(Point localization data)
════════

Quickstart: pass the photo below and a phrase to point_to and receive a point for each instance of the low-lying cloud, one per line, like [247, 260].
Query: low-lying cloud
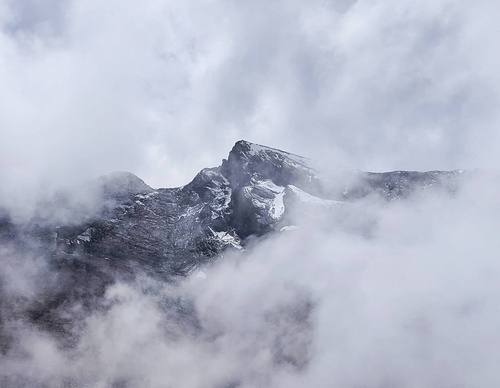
[411, 304]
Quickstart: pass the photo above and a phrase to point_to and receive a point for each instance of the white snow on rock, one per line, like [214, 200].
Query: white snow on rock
[311, 199]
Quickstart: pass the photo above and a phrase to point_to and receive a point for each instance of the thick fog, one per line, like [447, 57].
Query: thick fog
[164, 88]
[406, 296]
[379, 295]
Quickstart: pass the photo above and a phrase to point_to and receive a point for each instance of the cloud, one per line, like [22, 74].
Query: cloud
[163, 89]
[412, 304]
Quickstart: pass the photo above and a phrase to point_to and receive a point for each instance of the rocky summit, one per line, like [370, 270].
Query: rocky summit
[128, 229]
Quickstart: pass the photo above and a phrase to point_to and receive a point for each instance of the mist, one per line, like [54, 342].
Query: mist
[370, 294]
[411, 304]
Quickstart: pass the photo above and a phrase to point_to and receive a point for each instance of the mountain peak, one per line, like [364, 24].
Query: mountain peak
[249, 160]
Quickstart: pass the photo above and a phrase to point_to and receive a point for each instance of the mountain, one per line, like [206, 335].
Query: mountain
[121, 228]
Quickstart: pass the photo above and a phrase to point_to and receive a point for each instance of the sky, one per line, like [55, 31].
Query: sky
[165, 88]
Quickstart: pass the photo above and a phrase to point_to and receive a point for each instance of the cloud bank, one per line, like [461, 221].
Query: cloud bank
[163, 89]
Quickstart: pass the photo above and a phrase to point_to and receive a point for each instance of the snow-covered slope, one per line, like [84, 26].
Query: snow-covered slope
[172, 232]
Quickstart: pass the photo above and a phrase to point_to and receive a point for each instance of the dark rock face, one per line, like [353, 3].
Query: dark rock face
[167, 233]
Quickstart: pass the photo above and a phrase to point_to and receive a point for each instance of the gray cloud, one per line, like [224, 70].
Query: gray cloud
[164, 88]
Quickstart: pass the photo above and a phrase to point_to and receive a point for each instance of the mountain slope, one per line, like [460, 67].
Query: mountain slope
[166, 233]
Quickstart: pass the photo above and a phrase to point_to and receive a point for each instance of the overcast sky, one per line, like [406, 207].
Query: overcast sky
[164, 88]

════════

Your goal: Print, word for word, every entry shown above; the pictures stay out.

Answer to this problem:
Quickstart: pass the photo below and a phrase to point_to and receive a point for each instance of the low-lying cloud, one per line, like [247, 260].
Query: low-lying cloud
[411, 304]
Quickstart: pass the photo above and a phrase to point_to and receive a point for each instance of the white snow on rock, one per line, like [214, 200].
Query: white snow on rock
[311, 199]
Quickstart: pass the photo above and a phrase to point_to and receive a point for each instance of the thick fog, one per line, like [447, 57].
Query: thick fog
[164, 88]
[406, 296]
[379, 295]
Quickstart: pass the photo above and a phrase to point_to and receive a point for each instance of the cloud, one per line, like [22, 74].
Query: cloud
[163, 89]
[412, 304]
Quickstart: pass the photo above and a phrase to point_to and receive a point for each instance of the rocky summit, one per line, like [370, 270].
Query: rocky summit
[128, 229]
Quickstart: pass the photo above and a phrase to point_to and receive a point for each instance of the mist, one per line, like [54, 342].
Query: mist
[370, 294]
[411, 304]
Quickstart: pass the photo above and a phrase to point_to and receive a point for each instance of the mountain peak, one per line, like [364, 24].
Query: mountain peak
[249, 160]
Quickstart: pass the photo above and a phrase to point_to and receive a point for each instance of the mountain, one per line, like [206, 335].
Query: mountain
[121, 228]
Quickstart: pass the photo above and a phrase to point_to and receive a point for each instance of the sky, one per line, like [55, 31].
Query: sky
[165, 88]
Quickstart: pass the photo above and a phrase to point_to and receive a point for each instance of the cloud bank, one per line, like [461, 221].
Query: cloud bank
[163, 89]
Quickstart: pass the photo above and a phrase to point_to and receive a point for each instance of the snow-covered slope, one per line, like [84, 26].
Query: snow-covered slope
[172, 232]
Quickstart: pass the photo above and a phrase to point_to and receive a point for each instance of the dark rock face, one per line, like [353, 3].
Query: dark rock face
[167, 233]
Quickstart: pass the photo above and a phrase to point_to and receive a point for each instance of the gray cloud, one per line, like [224, 70].
Query: gray cloud
[164, 88]
Quickstart: pass the photo above and a phrase to point_to and receive a point for each instance of the mountain slope, one per line, like [460, 67].
Query: mountain slope
[166, 233]
Quickstart: pass the photo above and a phrase to point_to and receive a point for each instance of the overcast sky, one per line, like [406, 207].
Query: overcast sky
[164, 88]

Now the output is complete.